TEXTO FORNECIDO:
..........

Árvore genealógica do historiador Rudi Guimarães abrange os pioneiros da família Garcia Leal


Este presente trabalho procura elucidar as minhas raízes familiares, levando-se em conta a documentação encontrada e a nossa tradição familiar. Tenho consciência que a minha família paterna é resultado de um processo que, tendencialmente caminhou para casamentos endogâmicos, influenciados pela sua gestão patrimonial, focada na preservação dos bens dentro de um mesmo grupo familiar. Também estou convicto, que isso gerou uniões vantajosas, mesmo quando estas não eram dentro de um reduzido grupo familiar.
Já a minha família materna é envolta de inconsistências na sua genealogia, sabe-se que os Resende da região do Bolsão tem a mesma origem que os de Campo Grande; portanto, um ramo da família feirense instalada no século XVIII no Triângulo Mineiro, que dividiu-se mais tarde em Mato Grosso do Sul e Goiás. Minha trisavó Virgínia da Silva Resende é citada em documentação de herdeiros, cujo o tio João da Cruz Resende vendia uma extensa propriedade denominada de Santa Roza na região de Inocência.

..........

REGISTROS:

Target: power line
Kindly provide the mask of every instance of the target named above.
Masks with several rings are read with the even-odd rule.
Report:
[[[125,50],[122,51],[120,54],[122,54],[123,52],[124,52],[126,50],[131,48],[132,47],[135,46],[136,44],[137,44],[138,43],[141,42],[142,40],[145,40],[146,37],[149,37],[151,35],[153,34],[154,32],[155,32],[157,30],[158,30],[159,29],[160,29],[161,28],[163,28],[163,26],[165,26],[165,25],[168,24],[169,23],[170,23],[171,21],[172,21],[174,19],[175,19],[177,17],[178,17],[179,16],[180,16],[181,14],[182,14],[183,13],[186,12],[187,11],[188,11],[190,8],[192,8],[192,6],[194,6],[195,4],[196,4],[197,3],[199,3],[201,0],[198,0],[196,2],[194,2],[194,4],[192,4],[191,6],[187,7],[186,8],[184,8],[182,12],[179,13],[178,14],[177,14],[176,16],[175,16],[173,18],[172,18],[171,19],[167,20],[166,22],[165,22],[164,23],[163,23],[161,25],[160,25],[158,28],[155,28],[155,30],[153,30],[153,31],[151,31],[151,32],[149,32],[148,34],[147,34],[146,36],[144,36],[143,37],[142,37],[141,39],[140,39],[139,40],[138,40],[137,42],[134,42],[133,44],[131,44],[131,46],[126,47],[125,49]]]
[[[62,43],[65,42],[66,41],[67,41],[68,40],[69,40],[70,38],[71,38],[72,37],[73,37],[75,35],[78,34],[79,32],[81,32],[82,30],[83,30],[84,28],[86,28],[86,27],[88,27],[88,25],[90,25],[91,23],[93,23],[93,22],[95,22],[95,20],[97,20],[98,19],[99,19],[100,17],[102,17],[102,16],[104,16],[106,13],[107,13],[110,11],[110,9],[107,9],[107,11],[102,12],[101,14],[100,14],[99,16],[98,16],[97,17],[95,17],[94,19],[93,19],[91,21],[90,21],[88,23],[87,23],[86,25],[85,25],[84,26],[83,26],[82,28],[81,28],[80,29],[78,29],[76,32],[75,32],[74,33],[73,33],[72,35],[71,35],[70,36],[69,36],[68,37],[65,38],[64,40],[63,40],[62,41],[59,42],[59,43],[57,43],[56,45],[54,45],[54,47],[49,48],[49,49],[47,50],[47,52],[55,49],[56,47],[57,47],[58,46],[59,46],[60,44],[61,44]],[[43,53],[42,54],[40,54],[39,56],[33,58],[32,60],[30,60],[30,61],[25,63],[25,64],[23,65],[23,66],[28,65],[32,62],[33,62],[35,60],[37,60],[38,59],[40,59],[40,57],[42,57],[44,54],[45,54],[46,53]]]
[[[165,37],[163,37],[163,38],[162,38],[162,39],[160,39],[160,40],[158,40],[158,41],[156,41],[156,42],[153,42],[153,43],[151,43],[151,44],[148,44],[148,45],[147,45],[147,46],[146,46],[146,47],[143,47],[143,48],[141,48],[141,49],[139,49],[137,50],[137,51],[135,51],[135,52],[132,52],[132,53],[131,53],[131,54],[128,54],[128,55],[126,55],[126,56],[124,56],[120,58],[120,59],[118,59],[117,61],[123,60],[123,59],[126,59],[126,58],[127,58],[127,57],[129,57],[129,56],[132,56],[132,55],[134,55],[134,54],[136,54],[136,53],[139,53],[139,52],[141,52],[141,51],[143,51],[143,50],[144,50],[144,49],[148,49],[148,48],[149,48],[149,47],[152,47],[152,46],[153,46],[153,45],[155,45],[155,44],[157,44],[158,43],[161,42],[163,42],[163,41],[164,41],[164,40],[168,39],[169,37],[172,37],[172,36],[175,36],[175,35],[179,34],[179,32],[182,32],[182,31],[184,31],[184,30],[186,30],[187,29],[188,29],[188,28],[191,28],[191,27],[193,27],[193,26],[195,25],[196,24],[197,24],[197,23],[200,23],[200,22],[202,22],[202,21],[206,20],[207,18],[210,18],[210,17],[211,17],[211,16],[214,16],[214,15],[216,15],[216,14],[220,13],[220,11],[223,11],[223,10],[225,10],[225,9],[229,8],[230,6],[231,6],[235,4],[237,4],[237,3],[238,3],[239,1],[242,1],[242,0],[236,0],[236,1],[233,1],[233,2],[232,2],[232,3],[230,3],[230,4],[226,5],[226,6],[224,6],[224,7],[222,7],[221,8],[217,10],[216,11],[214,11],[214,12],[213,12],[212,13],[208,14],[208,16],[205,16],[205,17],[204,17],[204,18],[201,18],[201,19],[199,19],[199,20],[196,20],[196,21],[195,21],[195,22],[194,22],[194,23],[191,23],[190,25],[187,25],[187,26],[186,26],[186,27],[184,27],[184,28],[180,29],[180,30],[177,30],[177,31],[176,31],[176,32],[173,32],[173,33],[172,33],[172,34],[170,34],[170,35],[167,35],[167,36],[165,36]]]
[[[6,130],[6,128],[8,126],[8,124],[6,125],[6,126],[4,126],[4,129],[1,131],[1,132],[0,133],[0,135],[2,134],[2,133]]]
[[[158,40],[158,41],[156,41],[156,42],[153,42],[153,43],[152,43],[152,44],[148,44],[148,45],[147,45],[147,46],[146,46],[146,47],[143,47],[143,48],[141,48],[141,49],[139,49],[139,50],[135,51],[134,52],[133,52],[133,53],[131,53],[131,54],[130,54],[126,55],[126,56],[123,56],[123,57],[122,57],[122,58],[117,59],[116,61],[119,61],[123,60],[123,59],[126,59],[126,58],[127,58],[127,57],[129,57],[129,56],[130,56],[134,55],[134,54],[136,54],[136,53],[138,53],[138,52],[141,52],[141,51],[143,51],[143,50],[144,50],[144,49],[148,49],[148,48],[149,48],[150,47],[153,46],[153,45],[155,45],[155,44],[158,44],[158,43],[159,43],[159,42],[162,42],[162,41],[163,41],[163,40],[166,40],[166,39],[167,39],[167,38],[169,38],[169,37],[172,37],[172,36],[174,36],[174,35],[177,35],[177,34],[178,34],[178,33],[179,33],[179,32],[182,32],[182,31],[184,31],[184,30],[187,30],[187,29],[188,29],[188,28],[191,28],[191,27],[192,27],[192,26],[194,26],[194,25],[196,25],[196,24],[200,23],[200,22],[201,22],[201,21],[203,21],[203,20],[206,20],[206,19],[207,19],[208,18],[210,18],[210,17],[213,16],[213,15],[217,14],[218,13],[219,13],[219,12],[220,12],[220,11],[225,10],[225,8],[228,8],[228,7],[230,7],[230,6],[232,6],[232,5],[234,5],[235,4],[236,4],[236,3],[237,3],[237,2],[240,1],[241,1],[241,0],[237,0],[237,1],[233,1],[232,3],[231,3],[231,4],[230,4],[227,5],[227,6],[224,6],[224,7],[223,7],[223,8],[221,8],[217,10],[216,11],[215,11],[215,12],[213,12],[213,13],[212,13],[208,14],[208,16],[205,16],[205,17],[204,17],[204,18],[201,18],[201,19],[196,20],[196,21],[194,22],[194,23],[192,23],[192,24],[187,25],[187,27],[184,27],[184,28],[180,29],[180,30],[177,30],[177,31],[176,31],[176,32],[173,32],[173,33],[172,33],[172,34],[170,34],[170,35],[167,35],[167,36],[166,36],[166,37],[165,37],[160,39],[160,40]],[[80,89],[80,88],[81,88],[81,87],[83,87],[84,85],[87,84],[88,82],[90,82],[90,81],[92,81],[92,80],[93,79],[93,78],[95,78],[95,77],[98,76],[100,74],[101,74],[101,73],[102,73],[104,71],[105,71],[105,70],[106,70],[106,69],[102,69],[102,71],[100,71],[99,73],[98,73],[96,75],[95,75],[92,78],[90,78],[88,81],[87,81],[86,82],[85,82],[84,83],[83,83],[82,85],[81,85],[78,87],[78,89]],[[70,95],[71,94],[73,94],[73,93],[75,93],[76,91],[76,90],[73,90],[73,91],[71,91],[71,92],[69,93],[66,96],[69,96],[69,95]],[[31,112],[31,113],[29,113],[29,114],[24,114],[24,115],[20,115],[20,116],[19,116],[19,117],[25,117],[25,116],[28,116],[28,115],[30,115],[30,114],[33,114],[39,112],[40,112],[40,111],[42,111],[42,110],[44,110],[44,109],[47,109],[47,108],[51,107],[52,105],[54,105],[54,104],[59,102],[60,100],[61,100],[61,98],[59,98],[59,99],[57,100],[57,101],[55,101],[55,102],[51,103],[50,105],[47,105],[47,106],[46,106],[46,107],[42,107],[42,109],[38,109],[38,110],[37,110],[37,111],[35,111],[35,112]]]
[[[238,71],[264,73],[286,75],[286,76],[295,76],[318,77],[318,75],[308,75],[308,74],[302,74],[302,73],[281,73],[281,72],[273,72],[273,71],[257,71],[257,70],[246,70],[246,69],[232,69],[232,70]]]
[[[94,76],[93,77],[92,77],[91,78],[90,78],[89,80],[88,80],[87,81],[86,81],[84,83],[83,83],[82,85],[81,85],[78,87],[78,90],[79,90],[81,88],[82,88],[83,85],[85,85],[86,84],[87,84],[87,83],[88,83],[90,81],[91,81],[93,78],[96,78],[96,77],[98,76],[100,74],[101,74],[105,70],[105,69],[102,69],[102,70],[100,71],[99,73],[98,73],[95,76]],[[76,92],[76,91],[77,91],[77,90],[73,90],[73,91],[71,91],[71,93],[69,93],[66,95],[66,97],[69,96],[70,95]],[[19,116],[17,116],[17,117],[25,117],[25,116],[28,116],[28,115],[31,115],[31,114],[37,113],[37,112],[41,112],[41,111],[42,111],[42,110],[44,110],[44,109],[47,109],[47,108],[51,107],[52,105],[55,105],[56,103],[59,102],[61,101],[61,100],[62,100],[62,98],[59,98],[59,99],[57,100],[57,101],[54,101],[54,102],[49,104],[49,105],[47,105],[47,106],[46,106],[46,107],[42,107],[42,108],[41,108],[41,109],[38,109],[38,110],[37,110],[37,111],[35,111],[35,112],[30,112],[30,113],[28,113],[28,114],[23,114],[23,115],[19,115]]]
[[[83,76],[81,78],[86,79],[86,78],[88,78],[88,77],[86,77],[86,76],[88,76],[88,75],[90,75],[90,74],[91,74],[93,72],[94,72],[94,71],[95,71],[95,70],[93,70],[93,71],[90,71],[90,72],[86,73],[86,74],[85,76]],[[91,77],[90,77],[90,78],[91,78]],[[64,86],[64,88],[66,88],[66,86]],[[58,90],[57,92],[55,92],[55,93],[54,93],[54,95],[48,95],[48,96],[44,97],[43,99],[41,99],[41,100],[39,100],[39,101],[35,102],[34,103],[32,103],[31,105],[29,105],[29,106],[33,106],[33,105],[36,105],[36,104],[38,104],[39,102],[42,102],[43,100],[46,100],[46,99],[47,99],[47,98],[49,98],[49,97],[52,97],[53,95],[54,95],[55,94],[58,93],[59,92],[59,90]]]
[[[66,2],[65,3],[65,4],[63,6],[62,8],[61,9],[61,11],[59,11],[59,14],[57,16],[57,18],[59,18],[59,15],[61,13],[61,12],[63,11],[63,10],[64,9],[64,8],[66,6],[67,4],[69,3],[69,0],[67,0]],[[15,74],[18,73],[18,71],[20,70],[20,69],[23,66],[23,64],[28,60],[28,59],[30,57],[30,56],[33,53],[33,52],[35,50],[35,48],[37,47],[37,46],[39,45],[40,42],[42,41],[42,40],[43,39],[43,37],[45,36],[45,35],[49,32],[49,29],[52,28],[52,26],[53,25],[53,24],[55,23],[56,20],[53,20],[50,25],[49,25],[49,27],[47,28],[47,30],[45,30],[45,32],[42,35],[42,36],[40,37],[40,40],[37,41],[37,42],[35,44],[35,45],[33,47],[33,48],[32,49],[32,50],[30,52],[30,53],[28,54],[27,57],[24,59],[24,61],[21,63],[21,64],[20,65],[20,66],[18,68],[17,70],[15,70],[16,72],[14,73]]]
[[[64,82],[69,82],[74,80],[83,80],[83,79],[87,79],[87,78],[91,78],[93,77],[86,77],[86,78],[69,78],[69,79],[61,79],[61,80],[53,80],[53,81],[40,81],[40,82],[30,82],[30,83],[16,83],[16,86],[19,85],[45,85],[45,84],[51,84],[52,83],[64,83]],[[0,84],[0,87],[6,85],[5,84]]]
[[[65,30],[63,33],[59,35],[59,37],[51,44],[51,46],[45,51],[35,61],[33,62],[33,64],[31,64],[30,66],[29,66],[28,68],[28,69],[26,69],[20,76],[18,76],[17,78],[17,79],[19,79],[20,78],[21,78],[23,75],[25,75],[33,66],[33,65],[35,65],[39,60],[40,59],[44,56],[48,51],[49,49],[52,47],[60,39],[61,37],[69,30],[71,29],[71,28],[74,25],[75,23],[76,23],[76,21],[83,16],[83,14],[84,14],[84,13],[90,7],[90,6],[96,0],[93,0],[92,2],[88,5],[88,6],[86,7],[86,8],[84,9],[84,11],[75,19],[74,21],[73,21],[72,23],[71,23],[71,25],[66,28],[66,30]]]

..........

ENUNCIADO 1:
Liste todos os lugares geográficos (regiões, cidades ou estados) citados no texto sobre a árvore genealógica, deixando de fora o nome da propriedade rural.
ENUNCIADO 2:
Retome o texto sobre a árvore genealógica a partir do ponto em que ele termina.

RESPOSTA 1:
- Região do Bolsão
- Campo Grande
- Triângulo Mineiro
- Mato Grosso do Sul
- Goiás
- Região de Inocência

RESPOSTA 2:
O principal objectivo desse texto é dar consistência a trajectória familiar, focando-se na família paterna, minha principal referência. Começarei pelo tronco que aporta no Brasil, vindos dos Açores, os Garcia Leal, que é considerada de longe a família mãe entre os pecuaristas de Mato Grosso do Sul. Essa génese demonstrou ser prodigiosa e frutífera, tanto em termos de multiplicação patrimonial por ramos diversos, quanto em prole.
GARCIA LEAL
A história da família Garcia Leal começou no Brasil, após a chegada de numerosa família vinda da ilha de São Miguel, que instalou-se inicialmente em São Paulo, mudando-se mais tarde para o sul de Minas Gerais. Esse clã tornar-se-ia famoso, após vingar a morte de um respeitado fazendeiro, que a propósito é o meu 7º avô de nome João Garcia Leal, que foi assassinado por sete irmãos da família Silva, vizinha a sua propriedade.
Esse crime bárbaro, resultou em uma saga por busca de justiça, liderado por Januário Garcia Leal, irmão da vítima. A perseguição dos ciminosos e a morte de cada um deles, transformou-se em um conto local, expresso na cultura até os dias de hoje. O vingador ficou conhecido como sete orelhas, por tirar-lhes as orelhas da direita, secar e colocar em um colar como mostra do que acontece com os que se metem com a sua família.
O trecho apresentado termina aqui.